**What you should do:** Give the records below again, word for word. No pictures belong in the copy.
========
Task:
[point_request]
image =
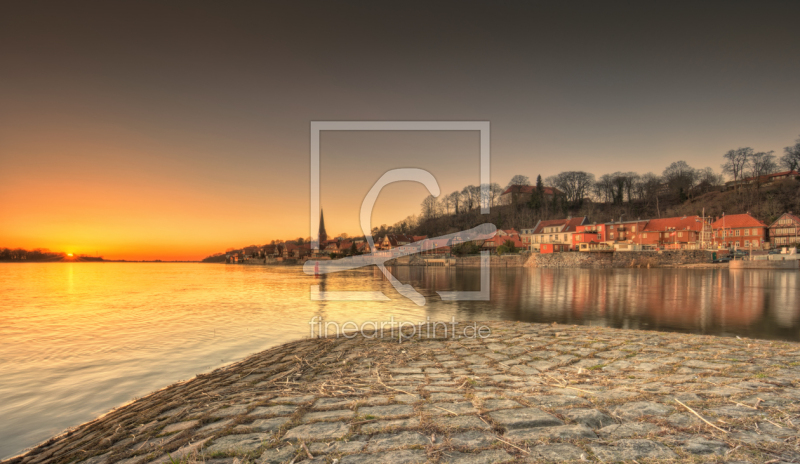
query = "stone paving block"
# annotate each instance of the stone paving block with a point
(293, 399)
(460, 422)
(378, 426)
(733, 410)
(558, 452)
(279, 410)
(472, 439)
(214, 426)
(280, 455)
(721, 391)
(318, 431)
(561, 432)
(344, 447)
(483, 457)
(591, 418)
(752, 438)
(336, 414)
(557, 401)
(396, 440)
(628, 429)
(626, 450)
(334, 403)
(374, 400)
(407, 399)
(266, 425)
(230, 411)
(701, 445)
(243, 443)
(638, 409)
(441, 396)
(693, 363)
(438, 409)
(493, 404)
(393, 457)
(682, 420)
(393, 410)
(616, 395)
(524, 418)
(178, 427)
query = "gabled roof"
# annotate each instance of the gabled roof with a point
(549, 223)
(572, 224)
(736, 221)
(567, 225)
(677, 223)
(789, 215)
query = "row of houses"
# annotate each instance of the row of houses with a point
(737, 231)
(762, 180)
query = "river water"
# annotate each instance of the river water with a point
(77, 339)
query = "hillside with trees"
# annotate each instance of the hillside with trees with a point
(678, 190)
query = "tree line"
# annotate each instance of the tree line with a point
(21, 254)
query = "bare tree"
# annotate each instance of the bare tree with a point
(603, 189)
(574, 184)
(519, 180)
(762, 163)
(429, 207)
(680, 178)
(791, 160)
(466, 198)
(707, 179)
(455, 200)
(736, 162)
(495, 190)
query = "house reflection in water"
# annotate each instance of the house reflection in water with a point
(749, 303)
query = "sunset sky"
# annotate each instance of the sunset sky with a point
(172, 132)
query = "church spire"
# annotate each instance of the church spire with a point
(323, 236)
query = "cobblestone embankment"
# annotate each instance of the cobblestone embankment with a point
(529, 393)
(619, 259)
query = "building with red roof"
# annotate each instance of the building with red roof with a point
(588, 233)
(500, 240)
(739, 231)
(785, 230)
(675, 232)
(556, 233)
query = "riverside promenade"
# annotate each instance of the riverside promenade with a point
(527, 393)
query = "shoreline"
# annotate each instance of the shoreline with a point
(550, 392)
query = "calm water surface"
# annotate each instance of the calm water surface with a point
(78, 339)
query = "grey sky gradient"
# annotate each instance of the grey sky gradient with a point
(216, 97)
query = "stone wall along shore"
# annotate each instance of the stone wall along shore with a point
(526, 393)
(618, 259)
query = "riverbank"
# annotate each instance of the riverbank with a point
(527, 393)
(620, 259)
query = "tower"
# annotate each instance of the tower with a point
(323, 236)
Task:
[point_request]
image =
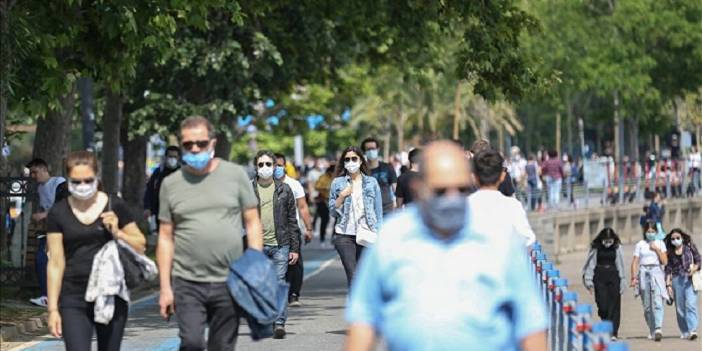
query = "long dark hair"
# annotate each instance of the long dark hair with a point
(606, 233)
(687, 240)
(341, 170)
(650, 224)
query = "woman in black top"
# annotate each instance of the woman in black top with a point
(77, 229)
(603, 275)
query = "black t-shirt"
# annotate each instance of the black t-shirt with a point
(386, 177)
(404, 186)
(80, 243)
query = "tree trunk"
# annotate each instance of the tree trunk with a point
========
**Response to this exercise:**
Task:
[point_request]
image =
query = "stone paving block"
# annotate each instance of the stone paving block with a point
(293, 399)
(460, 422)
(378, 426)
(733, 410)
(558, 452)
(279, 410)
(472, 439)
(214, 426)
(280, 455)
(721, 391)
(318, 431)
(561, 432)
(344, 447)
(483, 457)
(591, 418)
(752, 438)
(336, 414)
(557, 401)
(396, 440)
(628, 429)
(626, 450)
(334, 403)
(374, 400)
(407, 399)
(266, 425)
(230, 411)
(701, 445)
(243, 443)
(638, 409)
(441, 396)
(693, 363)
(438, 409)
(493, 404)
(393, 457)
(682, 420)
(393, 410)
(616, 395)
(524, 418)
(178, 427)
query = "gabled roof"
# annotate each instance of the gabled roof with a point
(549, 223)
(572, 224)
(736, 221)
(567, 225)
(677, 223)
(789, 215)
query = "row of houses"
# annotate each instance of the row of houses with a point
(737, 231)
(762, 180)
query = "river water"
# annotate each instance of the river water with a point
(77, 339)
query = "hillside with trees"
# annotate each instance of the hillside with trees with a point
(678, 190)
query = "tree line"
# annotate each instance of the tree line with a point
(21, 254)
query = "bare tree"
# annotate each instance of the bare tree with a point
(603, 189)
(574, 184)
(519, 180)
(762, 163)
(429, 207)
(680, 178)
(791, 160)
(466, 198)
(707, 179)
(455, 200)
(736, 162)
(495, 190)
query = "house reflection in water"
# annotate each instance of the house reflection in water with a point
(749, 303)
query = "sunset sky"
# annotate each instance of the sunset sky with a point
(172, 132)
query = "church spire"
# annotate each instance of the church spire with a point
(323, 236)
query = "cobblestone embankment"
# annotate each instance of the cobblestone embankment with a point
(529, 393)
(619, 259)
query = "building with red roof"
# annotate each instance of the building with red roof with a point
(588, 233)
(500, 240)
(739, 231)
(785, 230)
(675, 232)
(556, 233)
query = "riverside promenade"
# annotate each instance of the riverside promenade with a point
(527, 393)
query = "shoreline"
# annotate each instance of the shoreline with a point
(550, 392)
query = "calm water surface"
# annotate each instance of the calm water surface with a point
(78, 339)
query = "grey sky gradient"
# annotate each instance of the grey sky gradient with a point
(216, 97)
query = "stone wall along shore"
# annotate each instance of the stone wall along shore with a point
(526, 393)
(618, 259)
query = "riverbank"
# annotate each instance of the riverbank with a point
(527, 393)
(620, 259)
query = "tower"
# annotate each instance of the tower with a point
(323, 236)
Task:
[point_request]
image =
query = "long dark hair"
# annotate each instance of the long dark hair with a point
(606, 233)
(687, 240)
(341, 170)
(650, 224)
query = "woman in black top"
# annotate each instance of the woman in black top with a point
(77, 229)
(603, 275)
query = "black t-shirt"
# annotate each instance of the black t-shirt with a point
(386, 177)
(404, 186)
(80, 243)
query = "tree trunk"
# annotate each instance of the tree trunk with a point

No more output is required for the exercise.